→ Entries shown:
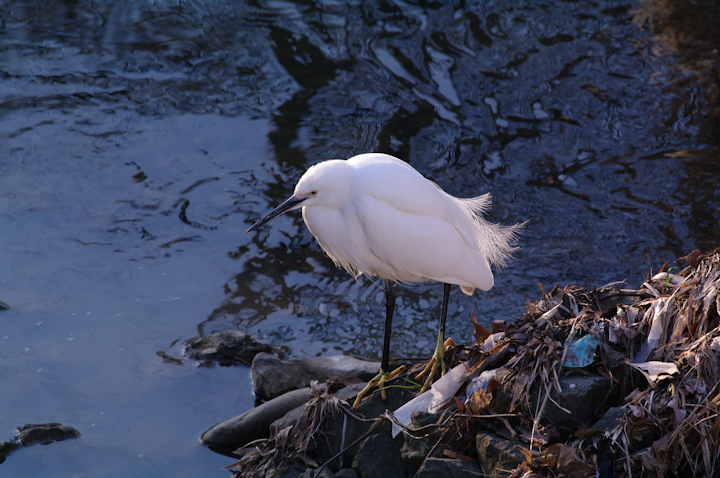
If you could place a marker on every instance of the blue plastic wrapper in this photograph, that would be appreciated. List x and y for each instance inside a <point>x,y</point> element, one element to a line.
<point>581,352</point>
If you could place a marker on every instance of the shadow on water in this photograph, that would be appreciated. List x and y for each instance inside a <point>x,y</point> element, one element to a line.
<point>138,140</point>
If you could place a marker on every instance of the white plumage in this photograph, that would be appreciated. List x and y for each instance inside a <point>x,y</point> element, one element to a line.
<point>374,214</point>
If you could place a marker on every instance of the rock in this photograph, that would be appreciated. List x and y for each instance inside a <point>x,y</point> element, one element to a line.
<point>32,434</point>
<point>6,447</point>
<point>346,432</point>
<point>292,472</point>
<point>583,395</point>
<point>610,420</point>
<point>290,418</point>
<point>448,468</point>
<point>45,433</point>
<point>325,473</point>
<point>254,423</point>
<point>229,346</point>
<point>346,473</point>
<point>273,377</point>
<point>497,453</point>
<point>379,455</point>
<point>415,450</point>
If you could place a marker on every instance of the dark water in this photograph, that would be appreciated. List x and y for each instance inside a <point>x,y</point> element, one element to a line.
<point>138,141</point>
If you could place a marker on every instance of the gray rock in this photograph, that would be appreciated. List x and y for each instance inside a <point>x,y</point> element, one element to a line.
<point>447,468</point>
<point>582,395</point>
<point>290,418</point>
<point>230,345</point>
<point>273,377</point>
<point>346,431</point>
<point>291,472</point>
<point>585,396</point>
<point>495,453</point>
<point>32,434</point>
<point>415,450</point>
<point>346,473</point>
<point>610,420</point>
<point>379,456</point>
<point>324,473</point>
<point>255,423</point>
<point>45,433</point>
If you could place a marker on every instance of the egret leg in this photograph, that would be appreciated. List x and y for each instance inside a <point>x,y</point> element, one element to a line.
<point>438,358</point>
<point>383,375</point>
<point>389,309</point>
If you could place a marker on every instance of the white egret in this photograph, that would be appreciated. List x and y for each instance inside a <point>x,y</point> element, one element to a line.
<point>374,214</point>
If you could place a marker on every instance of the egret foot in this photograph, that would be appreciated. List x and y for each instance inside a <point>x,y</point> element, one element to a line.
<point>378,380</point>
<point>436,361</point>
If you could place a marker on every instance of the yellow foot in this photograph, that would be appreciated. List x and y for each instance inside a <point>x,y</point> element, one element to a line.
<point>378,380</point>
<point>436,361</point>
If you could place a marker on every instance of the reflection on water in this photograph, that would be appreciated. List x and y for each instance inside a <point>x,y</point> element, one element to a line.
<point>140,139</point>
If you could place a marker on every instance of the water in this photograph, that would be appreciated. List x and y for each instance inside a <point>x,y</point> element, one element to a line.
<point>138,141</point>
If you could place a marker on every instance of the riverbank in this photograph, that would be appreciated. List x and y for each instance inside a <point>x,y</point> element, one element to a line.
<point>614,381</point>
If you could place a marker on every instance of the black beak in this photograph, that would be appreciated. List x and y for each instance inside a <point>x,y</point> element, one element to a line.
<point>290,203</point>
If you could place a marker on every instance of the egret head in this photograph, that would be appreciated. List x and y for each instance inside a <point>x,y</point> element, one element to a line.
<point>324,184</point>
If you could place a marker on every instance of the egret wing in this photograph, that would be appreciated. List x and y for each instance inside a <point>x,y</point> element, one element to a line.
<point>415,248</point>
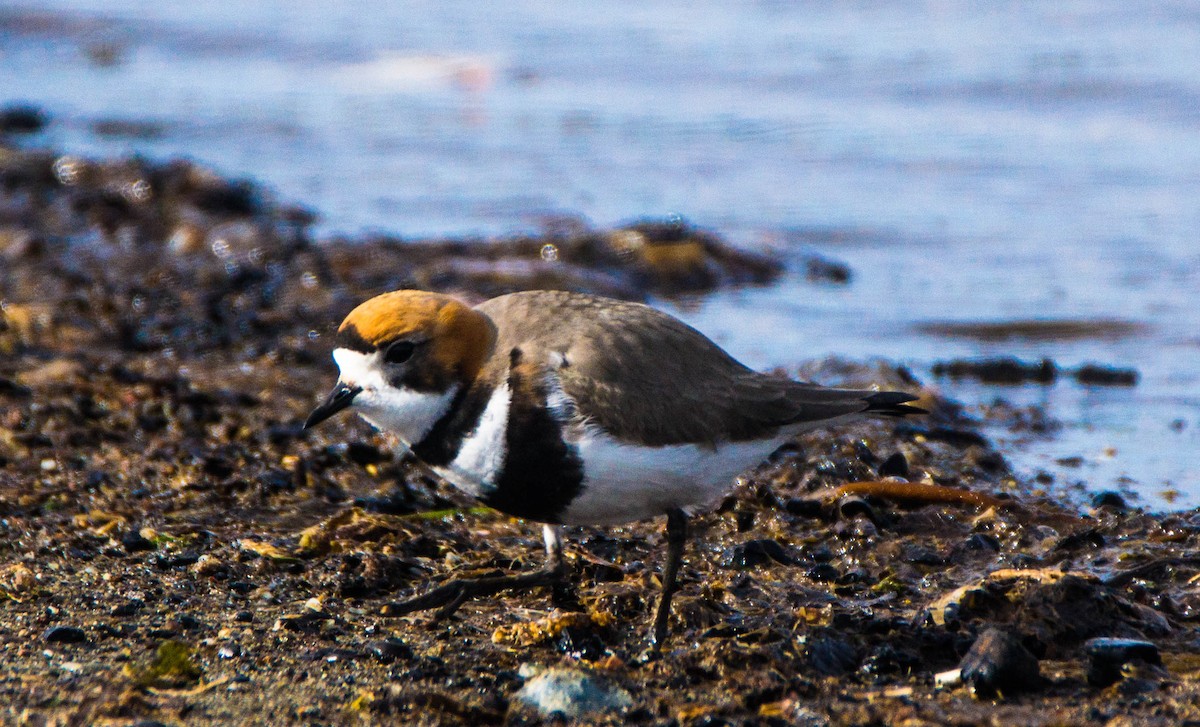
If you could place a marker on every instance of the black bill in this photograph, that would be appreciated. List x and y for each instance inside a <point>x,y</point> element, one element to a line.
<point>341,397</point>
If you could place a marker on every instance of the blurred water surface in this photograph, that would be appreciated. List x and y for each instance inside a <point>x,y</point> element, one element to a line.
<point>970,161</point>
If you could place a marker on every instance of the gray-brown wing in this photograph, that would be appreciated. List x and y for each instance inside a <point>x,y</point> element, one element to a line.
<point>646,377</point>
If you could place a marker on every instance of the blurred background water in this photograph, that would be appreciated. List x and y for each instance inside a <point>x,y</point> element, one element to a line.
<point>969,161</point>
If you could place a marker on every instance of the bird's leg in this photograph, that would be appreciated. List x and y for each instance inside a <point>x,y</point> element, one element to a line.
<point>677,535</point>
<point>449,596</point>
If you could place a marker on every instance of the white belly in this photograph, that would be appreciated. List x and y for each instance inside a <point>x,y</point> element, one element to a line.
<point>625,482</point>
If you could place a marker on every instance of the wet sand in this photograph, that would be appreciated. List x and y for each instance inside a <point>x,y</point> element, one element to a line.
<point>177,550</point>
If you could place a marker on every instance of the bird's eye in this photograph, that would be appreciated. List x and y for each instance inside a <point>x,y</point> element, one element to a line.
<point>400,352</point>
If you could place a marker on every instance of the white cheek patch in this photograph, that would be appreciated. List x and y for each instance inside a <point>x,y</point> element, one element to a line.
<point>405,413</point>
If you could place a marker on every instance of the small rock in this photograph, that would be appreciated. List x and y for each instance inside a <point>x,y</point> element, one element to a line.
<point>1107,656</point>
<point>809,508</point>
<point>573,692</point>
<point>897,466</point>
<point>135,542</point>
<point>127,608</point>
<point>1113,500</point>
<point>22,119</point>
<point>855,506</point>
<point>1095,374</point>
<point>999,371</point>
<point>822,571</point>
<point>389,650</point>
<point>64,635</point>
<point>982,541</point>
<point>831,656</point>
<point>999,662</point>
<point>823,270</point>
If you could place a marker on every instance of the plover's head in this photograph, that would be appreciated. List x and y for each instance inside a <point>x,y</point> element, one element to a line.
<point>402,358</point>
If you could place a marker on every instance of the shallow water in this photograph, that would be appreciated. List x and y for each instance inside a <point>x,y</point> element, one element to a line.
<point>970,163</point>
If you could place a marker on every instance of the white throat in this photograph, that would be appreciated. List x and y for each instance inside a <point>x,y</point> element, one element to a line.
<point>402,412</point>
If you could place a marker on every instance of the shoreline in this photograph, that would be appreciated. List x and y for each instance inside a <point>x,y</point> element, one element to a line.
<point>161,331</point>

→ Problem to solve:
Rescale the records beginning with the line containing "the blurred background" and continuing through the line containing "<point>625,482</point>", reproducing only those lines, requests included and left unchanged. Multiply every point coordinate in the answers by 0.5 and round each result to a whole number, with halves rounded up.

→ Response to the task:
If you could place a marker on every instance of the blurred background water in this photograph, that would be appreciated. List x and y for each instance inside a <point>x,y</point> element, one element to a line.
<point>485,81</point>
If you could place a marker on every instance of the bird's leg in this photograph, that would be appreciated. List x and y for each instance inside a <point>x,y</point> element, one element to a line.
<point>339,268</point>
<point>225,298</point>
If you could place a marker on every instance of the white belly in this photograph, that would be appreciated. List x and y for each instance inside a <point>x,y</point> element, one element to a line.
<point>313,241</point>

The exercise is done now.